肺がんの検査肺がんの検査方法

肺がんの疑いを調べる検査
(スクリーニング検査)

健康診断や肺がん検診で肺がんを早期に発見

肺がんは、特徴的な症状がなく、がんが発見されたときには進行していたり、他の臓器へがんが転移していたりすることもまれではありません。がんが進行してしまっていると、治療が難しいこともあります。
早い段階で肺がんを見つけるためには、健康診断で行われる胸部X線検査や喀痰細胞診(かくたんさいぼうしん)が有効とされています1)。定期的な健康診断を受けていない方は、市町村で実施している肺がん集団検診を利用すると良いでしょう。肺がん集団検診は、男女とも40歳以上が対象で、毎年1回実施されています。多くの市町村ではがん検診の費用を公費で負担しており、一部の自己負担でがん検診を受けることができます。

  1. 1)日本肺癌学会編:肺癌診療ガイドライン2021年版 CQ1, 2
    https://www.haigan.gr.jp/modules/guideline/index.php?content_id=3(別ウィンドウで開きます)(閲覧日:2022年5月6日)

実施事項
肺がん検診についての提供テキストを、最後に示された箇所の後から書き継いでください。

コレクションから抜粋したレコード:

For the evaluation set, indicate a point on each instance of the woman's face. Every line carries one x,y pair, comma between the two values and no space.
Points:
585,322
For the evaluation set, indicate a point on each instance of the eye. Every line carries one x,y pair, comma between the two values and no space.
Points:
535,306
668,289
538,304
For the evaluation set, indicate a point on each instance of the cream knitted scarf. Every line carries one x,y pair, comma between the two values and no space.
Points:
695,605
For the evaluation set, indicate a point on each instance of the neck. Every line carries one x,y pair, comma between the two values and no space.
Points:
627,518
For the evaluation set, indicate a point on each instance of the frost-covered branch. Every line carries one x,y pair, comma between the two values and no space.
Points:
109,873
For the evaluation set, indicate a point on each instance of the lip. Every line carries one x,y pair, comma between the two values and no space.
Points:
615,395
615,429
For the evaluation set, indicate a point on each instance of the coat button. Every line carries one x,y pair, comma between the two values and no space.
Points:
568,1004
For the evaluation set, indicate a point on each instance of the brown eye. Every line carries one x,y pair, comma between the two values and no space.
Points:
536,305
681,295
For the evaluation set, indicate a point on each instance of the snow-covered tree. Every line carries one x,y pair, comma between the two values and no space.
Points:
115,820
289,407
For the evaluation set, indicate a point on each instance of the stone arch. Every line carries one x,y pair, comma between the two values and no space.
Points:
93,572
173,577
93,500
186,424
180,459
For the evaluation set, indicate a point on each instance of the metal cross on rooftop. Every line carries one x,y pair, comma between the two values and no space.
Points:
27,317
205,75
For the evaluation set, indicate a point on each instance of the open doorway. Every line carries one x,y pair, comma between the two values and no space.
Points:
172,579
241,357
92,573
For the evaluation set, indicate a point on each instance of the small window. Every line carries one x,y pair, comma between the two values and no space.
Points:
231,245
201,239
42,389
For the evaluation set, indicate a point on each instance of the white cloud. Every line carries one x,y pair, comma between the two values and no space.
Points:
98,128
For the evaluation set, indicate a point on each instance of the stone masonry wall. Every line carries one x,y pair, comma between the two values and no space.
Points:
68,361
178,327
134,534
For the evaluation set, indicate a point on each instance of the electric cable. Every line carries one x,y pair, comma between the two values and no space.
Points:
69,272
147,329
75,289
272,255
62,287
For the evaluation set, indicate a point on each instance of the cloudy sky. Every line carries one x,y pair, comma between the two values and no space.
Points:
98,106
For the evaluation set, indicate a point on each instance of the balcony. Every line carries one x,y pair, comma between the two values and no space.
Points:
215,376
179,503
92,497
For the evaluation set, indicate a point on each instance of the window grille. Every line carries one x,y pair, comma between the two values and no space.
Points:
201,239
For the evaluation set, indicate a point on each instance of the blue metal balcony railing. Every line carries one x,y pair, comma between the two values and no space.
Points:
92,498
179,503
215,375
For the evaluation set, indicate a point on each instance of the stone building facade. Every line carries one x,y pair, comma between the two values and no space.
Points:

回答
表:健康診断や肺がん検診で行われる検査
健康な人、喫煙習慣がない人 胸部X線検査
喫煙している人 胸部X線検査
喀痰細胞診(かくたんさいぼうしん)

特に、肺がん全体の5~6割を占める「腺がん」は、胸部X線検査や胸部CT検査で見つかりやすいがんで、定期的な肺がん検診で発見されることも少なくありません。また、喫煙者に多く見られる「扁平上皮がん」は太い気管支に多く発生するため、喀痰細胞診で、気管支を通って出された痰の中にがん細胞が含まれているかどうかを調べることで、がんの発見につながります。

肺がん検診で行われる胸部X線検査(レントゲン検査)

特に自覚症状がない時期の肺がんを、最も手軽に検査できるのが「胸部X線検査」(レントゲン検査)です。健康診断や肺がんの集団検診で行われています。

図:胸部X線検査
胸部X線検査は、肺野部にできるがんの発見に有効で、腺がんを見つけやすい検査です

喫煙している人には喀痰細胞診

肺がん検診では、原則50歳以上の喫煙者(過去における喫煙者も含む)でヘビースモーカーの場合に、喀痰細胞診が行われます。喫煙者でなくても、咳が出る、痰の量が多い、血痰が出るなどの症状がある場合にも、喀痰細胞診が行われます。1回の検査ではがん細胞が発見しにくいため、数日分の痰を採取して検査することもあります。
なお、肺がん検診では肺がんを見つけるために血液検査で腫瘍マーカーを測定することはありません。

図:喀痰細胞診
喀痰細胞診では、痰を採取容器に回収して検査します。肺門部にできるがんの発見に有効で、扁平上皮癌を見つけやすい検査です

1日に吸うたばこの本数と喫煙歴から計算

喀痰細胞診を行うかどうかの目安となるのが、「喫煙指数」です。喫煙指数が400~600以上の場合に、喀痰細胞診を行います。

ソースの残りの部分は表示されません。